Collected data

[Start of section]

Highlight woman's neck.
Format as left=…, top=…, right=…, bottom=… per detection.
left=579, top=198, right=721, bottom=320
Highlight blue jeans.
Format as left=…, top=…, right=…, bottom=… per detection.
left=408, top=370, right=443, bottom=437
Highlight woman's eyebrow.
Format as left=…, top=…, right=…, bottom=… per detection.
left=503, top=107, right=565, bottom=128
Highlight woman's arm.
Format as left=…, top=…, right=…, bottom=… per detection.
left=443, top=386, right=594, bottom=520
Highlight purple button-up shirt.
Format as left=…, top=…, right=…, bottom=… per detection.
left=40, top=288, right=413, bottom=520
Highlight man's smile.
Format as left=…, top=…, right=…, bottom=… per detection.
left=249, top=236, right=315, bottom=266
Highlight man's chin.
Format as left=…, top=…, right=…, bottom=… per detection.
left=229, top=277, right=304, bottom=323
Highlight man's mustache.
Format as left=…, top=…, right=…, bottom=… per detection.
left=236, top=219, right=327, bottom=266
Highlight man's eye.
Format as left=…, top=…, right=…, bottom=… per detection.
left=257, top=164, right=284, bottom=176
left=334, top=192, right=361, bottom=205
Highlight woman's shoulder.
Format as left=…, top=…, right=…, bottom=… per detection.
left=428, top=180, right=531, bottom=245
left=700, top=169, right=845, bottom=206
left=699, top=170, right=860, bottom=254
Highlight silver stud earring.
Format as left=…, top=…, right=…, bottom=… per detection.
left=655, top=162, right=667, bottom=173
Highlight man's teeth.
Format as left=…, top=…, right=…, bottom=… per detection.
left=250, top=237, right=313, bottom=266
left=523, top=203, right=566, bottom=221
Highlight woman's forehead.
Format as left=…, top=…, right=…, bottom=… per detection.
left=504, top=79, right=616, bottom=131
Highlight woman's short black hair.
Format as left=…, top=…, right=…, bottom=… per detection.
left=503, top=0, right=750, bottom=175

[End of section]

- [Your objective] Your reply should consist of all the records, restated exactly.

- [Solution to this exercise]
Highlight woman's neck.
Format as left=…, top=…, right=…, bottom=… per detection.
left=579, top=198, right=721, bottom=320
Highlight blue jeans.
Format as left=…, top=…, right=…, bottom=… per detection.
left=408, top=370, right=443, bottom=437
Highlight woman's eyebrow.
Format as left=…, top=…, right=…, bottom=… per detection.
left=503, top=107, right=565, bottom=128
Highlight woman's arm.
Format as left=…, top=…, right=…, bottom=… per detection.
left=443, top=386, right=594, bottom=520
Highlight purple button-up shirt.
Format as left=…, top=…, right=…, bottom=… per detection.
left=40, top=288, right=413, bottom=520
Highlight man's smile.
Format as left=…, top=…, right=…, bottom=… per detection.
left=249, top=236, right=315, bottom=266
Highlight man's chin.
Format as left=…, top=…, right=…, bottom=… per detection.
left=229, top=277, right=304, bottom=323
Highlight man's mustache.
Format as left=…, top=…, right=…, bottom=… per detection.
left=236, top=219, right=327, bottom=266
Highlight man's eye.
Format as left=…, top=…, right=…, bottom=… per detection.
left=257, top=164, right=284, bottom=176
left=334, top=192, right=361, bottom=205
Highlight woman's shoulder.
Format as left=…, top=…, right=…, bottom=… per detection.
left=428, top=180, right=531, bottom=245
left=700, top=169, right=845, bottom=206
left=699, top=170, right=860, bottom=254
Highlight silver stud earring.
Format as left=…, top=…, right=…, bottom=… per detection.
left=655, top=162, right=667, bottom=173
Highlight man's teeth.
Format as left=…, top=…, right=…, bottom=… per detection.
left=250, top=237, right=313, bottom=266
left=523, top=203, right=566, bottom=221
Highlight woman's forehead.
Format as left=…, top=…, right=…, bottom=… per detection.
left=504, top=79, right=616, bottom=131
Highlight woman's short black hair.
Format as left=…, top=…, right=…, bottom=… per detection.
left=503, top=0, right=750, bottom=175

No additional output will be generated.